Important New Multiple Sclerosis Research Breakthrough

multiple sclerosis

In patients with multiple sclerosis, the immune system incorrectly reacts to myelin, the insulating sheath that covers nerves in the brain, optic nerve, and spinal cord, and then destroys it, disrupting normal transmission of electrical signals. This results in symptoms from partial limb numbness to paralysis and blindness.

The new human trial is part of a collaboration between Northwestern’s Feinberg School, University Hospital Zurich in Switzerland and University Medical Center Hamburg-Eppendorf in Germany.

During the phase 1 clinical trial, nine MS patients in Hamburg, Germany were treated by introducing billions of myelin antigens into their bodies through their own white blood cells, reprogramming the immune system to treat myelin as harmless.

By filtering out white blood cells from each patient, researchers coupled the cells with myelin antigens through a complex GMP manufacturing process before reintroducing them into the blood stream intravenously. With the large number of myelin antigens suddenly present, immune cells began to recognize myelin as safe and cease attacking it.

The primary goal of the study was to determine the safety of the treatment. It showed that there were no adverse effects in MS patients with the injection of up to 3 billion of these specially treated white blood cells. Most significantly, the treatment did not affect the immune system’s response to other cells and real pathogens, unlike current MS treatments that suppress the entire immune system, making patients more susceptible to other infections.

To demonstrate this, researchers tested the patients’ immune response to tetanus one month later. All patients had received tetanus shots in their lifetime, and their immune systems continued to show strong, normal response to tetanus after the treatment. The immune effect of the blood cell treatment was thus only in response to myelin.

The size of the study was too small to statistically prove the treatment’s success in preventing the progression of MS. However, the phase 1 safety trial lays the groundwork for a phase 2 trial, which has already been approved in Switzerland and awaits the $1.5 million necessary to begin the study.

The hope, after further testing of this treatment, is that it may be applied not only to MS patients but also to a wide range of other autoimmune diseases and allergic reactions by coupling appropriate antigens to the cells. The treatment may also be tested with the use of nanoparticles to carry the antigens rather than the more difficult and costly procedure using white blood cells, an option which is currently in preclinical development.

#### [EXTRACTED MATERIAL]

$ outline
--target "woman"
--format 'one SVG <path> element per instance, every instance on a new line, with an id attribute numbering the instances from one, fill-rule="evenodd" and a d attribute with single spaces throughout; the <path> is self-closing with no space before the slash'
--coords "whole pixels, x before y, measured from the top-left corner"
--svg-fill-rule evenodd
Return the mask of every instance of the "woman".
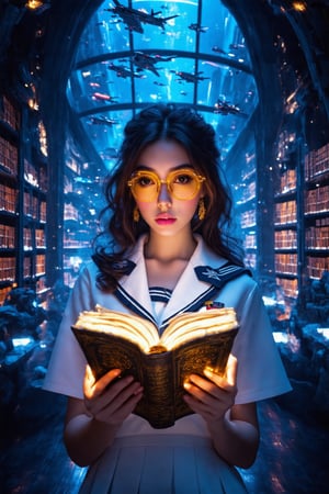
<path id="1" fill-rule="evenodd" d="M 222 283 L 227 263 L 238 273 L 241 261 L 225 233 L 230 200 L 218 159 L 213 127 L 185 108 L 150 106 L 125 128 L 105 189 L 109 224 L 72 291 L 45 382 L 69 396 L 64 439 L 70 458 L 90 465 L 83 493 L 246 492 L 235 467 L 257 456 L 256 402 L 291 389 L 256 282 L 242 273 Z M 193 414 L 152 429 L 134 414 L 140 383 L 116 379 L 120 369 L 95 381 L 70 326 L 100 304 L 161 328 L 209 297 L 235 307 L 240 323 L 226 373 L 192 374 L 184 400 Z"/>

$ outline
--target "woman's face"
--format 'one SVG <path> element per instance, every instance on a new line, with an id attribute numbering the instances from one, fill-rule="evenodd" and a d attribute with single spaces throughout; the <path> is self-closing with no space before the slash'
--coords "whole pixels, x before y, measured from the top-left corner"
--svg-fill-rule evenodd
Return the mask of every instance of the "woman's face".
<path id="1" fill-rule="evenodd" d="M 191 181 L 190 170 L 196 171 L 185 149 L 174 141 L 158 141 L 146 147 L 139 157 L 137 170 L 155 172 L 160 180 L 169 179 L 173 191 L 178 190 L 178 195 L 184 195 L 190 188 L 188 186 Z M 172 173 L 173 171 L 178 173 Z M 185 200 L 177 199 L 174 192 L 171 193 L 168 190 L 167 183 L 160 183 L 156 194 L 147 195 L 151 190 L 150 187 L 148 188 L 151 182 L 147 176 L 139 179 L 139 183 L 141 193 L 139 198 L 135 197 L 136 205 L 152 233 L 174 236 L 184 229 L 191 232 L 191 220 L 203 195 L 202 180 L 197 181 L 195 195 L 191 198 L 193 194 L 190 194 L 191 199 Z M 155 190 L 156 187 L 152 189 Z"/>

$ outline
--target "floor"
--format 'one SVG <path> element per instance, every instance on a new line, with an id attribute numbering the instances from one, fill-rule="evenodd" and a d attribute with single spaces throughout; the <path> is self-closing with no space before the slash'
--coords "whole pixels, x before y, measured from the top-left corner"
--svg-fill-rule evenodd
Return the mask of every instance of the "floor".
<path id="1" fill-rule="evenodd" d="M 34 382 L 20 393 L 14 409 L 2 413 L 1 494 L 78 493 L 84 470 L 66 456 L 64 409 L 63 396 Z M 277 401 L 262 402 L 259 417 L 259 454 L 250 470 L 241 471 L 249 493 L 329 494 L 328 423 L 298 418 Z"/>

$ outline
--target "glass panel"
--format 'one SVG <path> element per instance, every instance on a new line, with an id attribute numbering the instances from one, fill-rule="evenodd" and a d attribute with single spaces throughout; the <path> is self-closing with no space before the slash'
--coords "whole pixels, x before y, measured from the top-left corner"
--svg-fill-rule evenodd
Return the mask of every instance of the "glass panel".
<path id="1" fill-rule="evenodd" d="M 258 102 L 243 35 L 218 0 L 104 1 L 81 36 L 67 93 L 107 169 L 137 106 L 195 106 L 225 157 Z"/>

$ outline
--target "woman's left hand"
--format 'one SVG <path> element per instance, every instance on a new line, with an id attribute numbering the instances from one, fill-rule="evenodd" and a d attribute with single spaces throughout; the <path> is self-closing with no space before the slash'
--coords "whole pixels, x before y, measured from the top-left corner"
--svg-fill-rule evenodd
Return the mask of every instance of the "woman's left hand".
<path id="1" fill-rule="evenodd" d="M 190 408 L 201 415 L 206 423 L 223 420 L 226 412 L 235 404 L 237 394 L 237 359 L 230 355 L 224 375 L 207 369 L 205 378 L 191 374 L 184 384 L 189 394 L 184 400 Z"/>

#### [TASKS FOR THIS EXERCISE]
**A.** Answer these questions using the multiple sclerosis research article:
(i) How many MS patients were treated in the phase 1 trial, and in which city?
(ii) What did researchers test in the patients one month later?
(iii) How much money does the phase 2 trial need before it can begin?
**B.** According to the multiple sclerosis research article, why did researchers test the patients' immune response to tetanus after the treatment? Answer in one to three sentences.
**C.** Write out the passage of the multiple sclerosis research article that starts at the words "In patients with" and ends after "paralysis and blindness.".

#### [ANSWERS BY TASK]
**A.**
(i) Nine MS patients were treated in Hamburg, Germany.
(ii) They tested the patients' immune response to tetanus.
(iii) It needs $1.5 million.

**B.** The test was meant to show that the treatment did not affect the immune system's response to other cells and real pathogens. All patients had received tetanus shots in their lifetime and still responded strongly and normally to tetanus after the treatment. This showed that the treatment's immune effect applied only to myelin.

**C.**
In patients with multiple sclerosis, the immune system incorrectly reacts to myelin, the insulating sheath that covers nerves in the brain, optic nerve, and spinal cord, and then destroys it, disrupting normal transmission of electrical signals. This results in symptoms from partial limb numbness to paralysis and blindness.